Breve esercizio -
Stampa tutte le righe qui sotto senza modificarle in alcun modo.

↓↓↓

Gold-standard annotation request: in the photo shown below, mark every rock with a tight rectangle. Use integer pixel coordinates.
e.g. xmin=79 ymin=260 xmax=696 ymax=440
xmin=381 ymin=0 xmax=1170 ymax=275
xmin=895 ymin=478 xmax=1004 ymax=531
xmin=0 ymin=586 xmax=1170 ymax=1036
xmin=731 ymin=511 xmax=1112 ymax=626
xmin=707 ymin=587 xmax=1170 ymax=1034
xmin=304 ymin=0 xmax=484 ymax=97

↑↑↑

Risposta al problema -
Gold-standard annotation request: in the photo shown below, mark every rock with a tight rectangle. Use integer pixel coordinates.
e.g. xmin=79 ymin=260 xmax=696 ymax=440
xmin=381 ymin=0 xmax=1170 ymax=275
xmin=895 ymin=478 xmax=1004 ymax=531
xmin=0 ymin=586 xmax=1170 ymax=1036
xmin=731 ymin=511 xmax=1112 ymax=626
xmin=707 ymin=587 xmax=1170 ymax=1034
xmin=304 ymin=0 xmax=484 ymax=97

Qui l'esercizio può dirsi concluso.